◆ Seitenausschnitt:
Eine Alternative entdeckte die Bambergerin auf Instagram: eine Stellenausschreibung für den Quereinstieg zur KiN. „Meine Tochter hat mir sofort dazu geraten, mich zu bewerben.“ Die Bahn ist der 60-Jährigen nicht fremd, ihr geschiedener Mann war bei der DB, ihre Tochter ist Fahrdienstleiterin, auch der Schwiegersohn arbeitet bei DB InfraGO. Die dreieinhalbmonatige Ausbildung allerdings war eine Herausforderung: „Wir haben nur digital, also am Tablet, gelernt. Die jüngeren Kolleg:innen haben das besser gepackt, für mich war das knackig.“ Schließlich sei sie Handwerkerin und brauche die Praxis. Aber sie hat einen Weg gefunden: „Ich habe mich komplett isoliert – keine Telefonate, kein WhatsApp, kein Sport, keine große Geburtstagsfeier zum 60. – und nur noch gelernt.“ Mit Erfolg, im November hat Bähr die Prüfungen absolviert und ist seitdem für DB Regio unterwegs.
Die Kundenbetreuerin hilft gern
Bähr ist begeistert von ihrem Job. „Ich bin gern draußen unterwegs“, sagt sie und schwärmt vom Sonnenaufgang auf der Fahrt nach Frankfurt (Main) an diesem Morgen: „Das war so eine friedvolle, schöne Stimmung, auch im Zug.“ Sie schätzt die Kolleg:innen – diejenigen, die sie in Bamberg gut aufgenommen haben, und diejenigen, die sie unterwegs zufällig trifft und die sie auch schon mal in schwierigen Situationen unterstützen. Und Bähr freut sich, wenn sie Reisenden helfen kann. Zum Beispiel der mobilitätseingeschränkten Frau, die mit viel Gepäck nach Bad Kissingen unterwegs war. „Wegen Bauarbeiten gibt es gerade einen Schienenersatzverkehr. Ich habe die Kolleg:innen in Würzburg angerufen und die haben organisiert, dass der Frau beim Umsteigen in Gemünden geholfen wurde.“
Ein besonderer Tag für Bähr war der Fahrplanwechsel am 11. Dezember, denn da war sie zum ersten Mal mit einem der neuen Desiro-HC Doppelstockzüge (Baureihe 1462) nach Saalfeld (Saale) unterwegs. 18 dieser vierteiligen Doppelstockzüge mit je 380 Sitzplätzen und drei Mehrzweckbereichen (36 Fahrradstellplätze pro Zug) fahren seit Dezember in der Region Franken und in Südthüringen. Die Wabenstruktur der Fensterscheiben sorgt für einen besseren Mobilfunkempfang, außerdem gibt es WLAN und jeweils eine Steckdose an jedem Doppelsitz. „Die Fahrgäste haben gestaunt und waren begeistert“, berichtet Bähr. Insbesondere die großen Mehrzweckabteile haben den Reisenden gefallen. „Wir können jetzt viel mehr Fahrräder, Kinderwagen und Rollstuhlfahrer:innen mitnehmen. Das ist toll“, sagt Bähr. Außerdem schätzt sie die Hublifte, mit denen die Kundenbetreuer:innen mobilitätseingeschränkte Reisende in und aus dem Zug helfen können.

◆ Gesammelte Daten:
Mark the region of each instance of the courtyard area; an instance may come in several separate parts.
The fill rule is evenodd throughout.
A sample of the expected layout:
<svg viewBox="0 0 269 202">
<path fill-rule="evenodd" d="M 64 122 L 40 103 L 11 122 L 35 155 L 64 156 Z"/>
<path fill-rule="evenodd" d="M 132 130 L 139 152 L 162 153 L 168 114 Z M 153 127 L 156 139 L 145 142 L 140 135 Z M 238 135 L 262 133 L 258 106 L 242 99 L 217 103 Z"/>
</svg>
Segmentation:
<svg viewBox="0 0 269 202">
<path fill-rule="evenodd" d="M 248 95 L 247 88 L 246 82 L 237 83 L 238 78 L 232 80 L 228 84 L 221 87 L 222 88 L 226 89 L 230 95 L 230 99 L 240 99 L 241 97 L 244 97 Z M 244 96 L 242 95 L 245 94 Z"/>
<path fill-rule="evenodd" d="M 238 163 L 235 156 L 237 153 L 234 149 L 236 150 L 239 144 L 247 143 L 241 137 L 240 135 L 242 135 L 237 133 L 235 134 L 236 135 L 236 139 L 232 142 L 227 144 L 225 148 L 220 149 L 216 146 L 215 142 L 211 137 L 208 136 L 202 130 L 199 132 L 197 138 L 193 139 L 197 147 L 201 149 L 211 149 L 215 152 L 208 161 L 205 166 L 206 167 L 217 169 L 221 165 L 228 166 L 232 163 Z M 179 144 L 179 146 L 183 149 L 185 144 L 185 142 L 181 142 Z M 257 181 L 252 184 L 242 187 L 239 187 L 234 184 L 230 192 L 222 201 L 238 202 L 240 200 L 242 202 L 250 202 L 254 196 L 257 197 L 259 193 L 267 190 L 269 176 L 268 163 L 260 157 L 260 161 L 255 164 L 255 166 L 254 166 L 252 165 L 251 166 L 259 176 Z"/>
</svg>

◆ Ihre Aufgabe: Übersetzen Sie diesen Satz aus dem Seitenausschnitt ins Englische: „Die Wabenstruktur der Fensterscheiben sorgt für einen besseren Mobilfunkempfang, außerdem gibt es WLAN und jeweils eine Steckdose an jedem Doppelsitz.“

◆ Lösung: The honeycomb structure of the window panes provides better mobile reception, and there is also Wi-Fi and a power outlet at each double seat.